▶ Extracted text
◇ ◇ ◇ ◇ ◇ ◇ ◇
ParallelConsumer would run for a while and then exit due to InternalRuntimeException(Timeout) #833

dumontxiong · 2024-09-16T07:38:24Z

Hi team,
version 0.5.3.1

InternalRuntimeException:
My test scenario is a scenario where 50% of records fail, and there's 1000 keys in total, parallelConsumer would run for a while and then exit due to InternalRuntimeException at 24/09/13 21:33:37.130
io.confluent.parallelconsumer.internal.InternalRuntimeException: Timeout waiting for commit response PT30S to request ConsumerOffsetCommitter.CommitRequest(id=79c3ac04-b8c7-4dc2-9b09-c77d6ad6bee4, requestedAtMs=1726234432425)

And we can see the code from ConsumerOffsetCommitter.commitAndWait()

CommitResponse take = commitResponseQueue.poll(commitTimeout.toMillis(), TimeUnit.MILLISECONDS); // blocks, drain until we find our response
cause take is null then throw InternalRuntimeException.

metrics from pc_processed_records_total
During this time, there's no successful records:

Adding commit response to queue:
And below logs from ConsumerOffsetCommitter.maybeDoCommit() show the last time add commit response to queue is 24/09/13 21:16:54.105

Waiting on a commit response:

And we can see the code from ConsumerOffsetCommitter.commitAndWait() show the last time wait commit response from queue is 24/09/13 21:33:52.426

Here's my concerns:
First time adding commit response to queue time is 24/09/13 21:16:54.105, and waiting on a commit response time is 24/09/13 21:16:54.084, within 30s
second time there's no adding commit response to queue but waiting on a commit response time is 24/09/13 21:33:39.194.
so it lead to InternalRuntimeException.

please help to check

BRS,
Dumont

The text was updated successfully, but these errors were encountered:

rkolesnev · 2024-09-23T13:39:41Z

Hi @dumontxiong - it is hard to tell if it is an issue or not - it is possible not to get a commit response if something went wrong with Kafka cluster, but without more information I cannot really tell if that was the cause here.
In general with CONSUMER_PERIODIC_SYNC commit mode - there is 2 possible execution modes - depending which thread has requested commit:

if commit is requested on the thread owning the Committer (it is the Broker Poll thread) - then commit happens immediately with blocking commit request.
if commit is requested by a different thread - then it is added to commitRequest queue and thread is waiting for matching response on the commitResponseQueue - the commit processing itself still happens on the broker-poll thread as part of the control loop.
◇ ◇ ◇ ◇ ◇ ◇ ◇
▶ Extracted information
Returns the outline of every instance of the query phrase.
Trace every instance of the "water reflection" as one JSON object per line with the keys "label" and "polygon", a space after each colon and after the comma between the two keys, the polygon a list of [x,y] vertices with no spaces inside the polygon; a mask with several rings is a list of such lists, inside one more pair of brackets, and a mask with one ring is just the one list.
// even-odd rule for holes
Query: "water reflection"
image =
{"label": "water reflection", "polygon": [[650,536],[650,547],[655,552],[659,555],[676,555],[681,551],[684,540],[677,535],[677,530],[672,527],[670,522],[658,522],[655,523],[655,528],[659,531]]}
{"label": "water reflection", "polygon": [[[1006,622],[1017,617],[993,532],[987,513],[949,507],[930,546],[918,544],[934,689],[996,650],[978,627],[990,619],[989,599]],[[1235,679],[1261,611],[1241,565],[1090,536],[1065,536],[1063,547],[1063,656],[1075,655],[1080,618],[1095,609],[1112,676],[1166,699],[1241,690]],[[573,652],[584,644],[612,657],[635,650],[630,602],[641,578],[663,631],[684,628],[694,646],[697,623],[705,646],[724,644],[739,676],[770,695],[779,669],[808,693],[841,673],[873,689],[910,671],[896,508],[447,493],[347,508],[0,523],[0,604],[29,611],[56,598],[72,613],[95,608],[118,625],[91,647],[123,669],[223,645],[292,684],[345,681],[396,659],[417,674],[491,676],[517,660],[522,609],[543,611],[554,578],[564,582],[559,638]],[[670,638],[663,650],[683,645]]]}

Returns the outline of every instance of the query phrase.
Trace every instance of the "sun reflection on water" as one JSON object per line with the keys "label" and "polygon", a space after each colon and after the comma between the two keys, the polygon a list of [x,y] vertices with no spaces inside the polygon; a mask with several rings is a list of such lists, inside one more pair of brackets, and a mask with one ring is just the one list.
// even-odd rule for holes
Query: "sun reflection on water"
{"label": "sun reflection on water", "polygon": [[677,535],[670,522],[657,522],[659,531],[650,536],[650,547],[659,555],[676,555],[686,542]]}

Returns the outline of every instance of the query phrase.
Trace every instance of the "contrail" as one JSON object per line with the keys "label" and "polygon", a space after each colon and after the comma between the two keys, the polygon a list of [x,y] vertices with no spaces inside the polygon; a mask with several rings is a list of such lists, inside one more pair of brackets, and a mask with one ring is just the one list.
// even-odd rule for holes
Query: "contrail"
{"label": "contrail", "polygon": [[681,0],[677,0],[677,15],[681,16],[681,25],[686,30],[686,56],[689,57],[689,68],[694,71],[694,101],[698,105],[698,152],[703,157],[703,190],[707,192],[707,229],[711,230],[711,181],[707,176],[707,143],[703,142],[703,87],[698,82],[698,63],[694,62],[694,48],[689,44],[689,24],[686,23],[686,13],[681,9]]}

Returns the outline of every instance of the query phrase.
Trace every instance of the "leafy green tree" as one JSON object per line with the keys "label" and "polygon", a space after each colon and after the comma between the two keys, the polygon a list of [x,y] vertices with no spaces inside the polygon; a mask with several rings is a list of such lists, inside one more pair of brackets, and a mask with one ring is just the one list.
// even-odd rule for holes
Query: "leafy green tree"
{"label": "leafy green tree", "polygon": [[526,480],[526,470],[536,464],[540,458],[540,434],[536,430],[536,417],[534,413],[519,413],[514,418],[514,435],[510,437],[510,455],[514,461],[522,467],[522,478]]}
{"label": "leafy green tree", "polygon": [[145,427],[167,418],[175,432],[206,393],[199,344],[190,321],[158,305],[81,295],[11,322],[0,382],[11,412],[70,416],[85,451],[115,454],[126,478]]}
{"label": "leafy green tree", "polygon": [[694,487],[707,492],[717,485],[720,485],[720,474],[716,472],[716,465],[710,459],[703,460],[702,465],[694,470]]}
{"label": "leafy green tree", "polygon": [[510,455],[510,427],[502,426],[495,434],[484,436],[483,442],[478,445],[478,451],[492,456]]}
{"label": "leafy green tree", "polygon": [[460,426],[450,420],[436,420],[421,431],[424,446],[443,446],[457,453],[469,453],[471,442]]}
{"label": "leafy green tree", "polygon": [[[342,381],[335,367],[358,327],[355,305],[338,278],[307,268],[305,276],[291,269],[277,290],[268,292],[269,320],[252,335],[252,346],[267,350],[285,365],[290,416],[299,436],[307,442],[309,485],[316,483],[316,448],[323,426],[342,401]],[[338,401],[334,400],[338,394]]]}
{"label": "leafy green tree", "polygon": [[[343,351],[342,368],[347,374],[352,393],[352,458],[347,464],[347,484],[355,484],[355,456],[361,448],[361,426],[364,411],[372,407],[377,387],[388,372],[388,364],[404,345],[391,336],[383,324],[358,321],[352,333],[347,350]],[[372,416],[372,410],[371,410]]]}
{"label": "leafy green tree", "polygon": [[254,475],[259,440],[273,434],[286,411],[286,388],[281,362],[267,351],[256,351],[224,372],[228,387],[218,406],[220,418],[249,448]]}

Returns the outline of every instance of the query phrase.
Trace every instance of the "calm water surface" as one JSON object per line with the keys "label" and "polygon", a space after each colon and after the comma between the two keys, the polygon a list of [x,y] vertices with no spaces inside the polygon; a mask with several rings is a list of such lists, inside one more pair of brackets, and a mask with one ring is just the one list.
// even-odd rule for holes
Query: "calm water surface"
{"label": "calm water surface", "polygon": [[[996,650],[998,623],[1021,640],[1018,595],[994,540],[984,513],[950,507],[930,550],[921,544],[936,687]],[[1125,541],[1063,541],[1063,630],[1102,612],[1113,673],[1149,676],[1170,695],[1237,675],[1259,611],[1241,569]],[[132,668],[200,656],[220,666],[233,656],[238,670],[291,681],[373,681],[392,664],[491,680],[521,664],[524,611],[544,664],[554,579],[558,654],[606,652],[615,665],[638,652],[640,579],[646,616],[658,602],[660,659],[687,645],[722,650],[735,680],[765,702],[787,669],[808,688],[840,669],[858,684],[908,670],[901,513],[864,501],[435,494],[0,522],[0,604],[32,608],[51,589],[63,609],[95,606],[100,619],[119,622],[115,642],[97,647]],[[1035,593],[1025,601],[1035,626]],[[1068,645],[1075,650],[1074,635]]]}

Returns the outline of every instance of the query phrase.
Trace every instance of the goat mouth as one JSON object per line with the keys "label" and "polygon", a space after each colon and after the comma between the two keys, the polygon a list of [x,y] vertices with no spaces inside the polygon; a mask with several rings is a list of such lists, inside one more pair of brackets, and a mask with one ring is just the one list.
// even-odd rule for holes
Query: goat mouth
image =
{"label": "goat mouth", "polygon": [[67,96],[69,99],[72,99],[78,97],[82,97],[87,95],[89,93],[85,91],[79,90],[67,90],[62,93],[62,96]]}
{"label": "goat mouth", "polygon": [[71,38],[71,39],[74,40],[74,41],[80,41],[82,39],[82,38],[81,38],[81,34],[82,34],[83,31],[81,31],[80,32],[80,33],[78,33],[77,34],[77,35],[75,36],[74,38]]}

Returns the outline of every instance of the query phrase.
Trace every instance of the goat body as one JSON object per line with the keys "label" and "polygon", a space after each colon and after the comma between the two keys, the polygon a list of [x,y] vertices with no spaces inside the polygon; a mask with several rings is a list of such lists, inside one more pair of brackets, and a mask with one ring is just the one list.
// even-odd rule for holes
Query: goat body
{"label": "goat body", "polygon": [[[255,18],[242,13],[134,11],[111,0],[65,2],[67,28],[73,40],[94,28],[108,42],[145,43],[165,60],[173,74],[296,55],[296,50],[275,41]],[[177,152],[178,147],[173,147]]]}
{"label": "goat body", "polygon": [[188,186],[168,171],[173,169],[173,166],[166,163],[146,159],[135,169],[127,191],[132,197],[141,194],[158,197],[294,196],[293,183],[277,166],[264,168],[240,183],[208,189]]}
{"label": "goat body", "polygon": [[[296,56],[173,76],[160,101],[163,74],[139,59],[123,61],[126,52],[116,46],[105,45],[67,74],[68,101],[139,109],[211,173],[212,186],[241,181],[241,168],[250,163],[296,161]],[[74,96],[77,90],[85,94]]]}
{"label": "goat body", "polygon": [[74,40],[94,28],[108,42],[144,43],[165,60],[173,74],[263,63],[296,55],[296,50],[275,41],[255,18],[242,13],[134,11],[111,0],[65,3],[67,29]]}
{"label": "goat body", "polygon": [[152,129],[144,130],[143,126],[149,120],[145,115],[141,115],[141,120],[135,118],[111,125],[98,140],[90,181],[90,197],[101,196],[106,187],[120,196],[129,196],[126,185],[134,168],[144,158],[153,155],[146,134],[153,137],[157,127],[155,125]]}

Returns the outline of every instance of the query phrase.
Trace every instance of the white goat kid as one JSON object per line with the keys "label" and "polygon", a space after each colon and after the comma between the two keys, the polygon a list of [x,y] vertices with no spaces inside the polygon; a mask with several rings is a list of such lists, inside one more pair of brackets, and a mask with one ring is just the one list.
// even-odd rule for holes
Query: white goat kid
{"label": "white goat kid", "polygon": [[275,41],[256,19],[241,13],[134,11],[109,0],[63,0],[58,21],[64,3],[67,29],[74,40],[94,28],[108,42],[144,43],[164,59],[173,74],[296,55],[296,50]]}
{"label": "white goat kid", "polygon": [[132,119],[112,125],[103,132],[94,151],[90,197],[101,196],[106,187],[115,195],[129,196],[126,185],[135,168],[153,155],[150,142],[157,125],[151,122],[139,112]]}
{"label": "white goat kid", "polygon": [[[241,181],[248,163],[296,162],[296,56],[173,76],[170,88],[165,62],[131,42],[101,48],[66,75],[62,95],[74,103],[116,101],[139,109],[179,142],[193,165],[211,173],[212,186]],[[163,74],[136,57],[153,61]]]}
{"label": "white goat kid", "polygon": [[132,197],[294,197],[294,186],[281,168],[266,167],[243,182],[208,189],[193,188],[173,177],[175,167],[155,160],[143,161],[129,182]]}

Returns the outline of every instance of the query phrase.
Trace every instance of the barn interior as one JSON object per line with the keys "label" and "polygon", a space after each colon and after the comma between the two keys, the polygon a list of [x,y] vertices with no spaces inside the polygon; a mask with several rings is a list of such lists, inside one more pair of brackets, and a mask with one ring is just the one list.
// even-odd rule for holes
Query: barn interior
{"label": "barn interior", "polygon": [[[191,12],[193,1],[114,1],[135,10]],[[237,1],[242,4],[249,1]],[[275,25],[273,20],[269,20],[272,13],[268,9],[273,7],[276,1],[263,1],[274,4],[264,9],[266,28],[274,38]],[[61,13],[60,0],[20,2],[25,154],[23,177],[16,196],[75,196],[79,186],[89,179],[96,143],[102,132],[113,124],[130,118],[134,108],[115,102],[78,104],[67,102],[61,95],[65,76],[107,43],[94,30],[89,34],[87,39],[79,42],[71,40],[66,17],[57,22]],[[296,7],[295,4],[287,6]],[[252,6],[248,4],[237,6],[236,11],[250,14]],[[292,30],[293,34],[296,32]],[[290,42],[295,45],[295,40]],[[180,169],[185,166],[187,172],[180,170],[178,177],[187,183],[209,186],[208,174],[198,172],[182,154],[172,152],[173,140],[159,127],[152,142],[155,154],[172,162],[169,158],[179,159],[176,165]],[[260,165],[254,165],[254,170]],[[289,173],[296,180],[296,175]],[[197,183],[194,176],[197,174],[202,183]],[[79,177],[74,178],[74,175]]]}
◇ ◇ ◇ ◇ ◇ ◇ ◇
▶ Written task A
In the ParallelConsumer issue thread, what version number does the person reporting the problem give?
▶ Written task B
Gather every line of the records that contains the string "surface", matching uppercase and lowercase exactly.
The ParallelConsumer issue thread and the records are unrelated material.

▶ Exercise result A
0.5.3.1

▶ Exercise result B
Trace every instance of the "calm water surface" as one JSON object per line with the keys "label" and "polygon", a space after each colon and after the comma between the two keys, the polygon a list of [x,y] vertices with no spaces inside the polygon; a mask with several rings is a list of such lists, inside one more pair of brackets, and a mask with one ring is just the one list.
Query: "calm water surface"
{"label": "calm water surface", "polygon": [[[996,650],[998,623],[1021,640],[1018,595],[994,540],[984,513],[950,507],[930,550],[921,544],[936,687]],[[1125,541],[1063,541],[1063,630],[1102,612],[1113,673],[1149,676],[1170,695],[1237,675],[1259,611],[1241,569]],[[132,668],[200,656],[220,666],[233,656],[238,670],[291,681],[373,681],[392,664],[491,680],[521,664],[524,611],[544,664],[554,579],[558,654],[606,652],[615,665],[638,652],[640,579],[646,616],[658,602],[660,659],[687,645],[722,650],[735,680],[765,702],[787,669],[808,688],[840,669],[858,684],[908,670],[901,513],[864,501],[435,494],[0,522],[0,604],[32,608],[51,589],[63,609],[95,606],[100,619],[119,622],[115,642],[97,647]],[[1035,593],[1025,601],[1035,626]],[[1068,645],[1075,650],[1074,635]]]}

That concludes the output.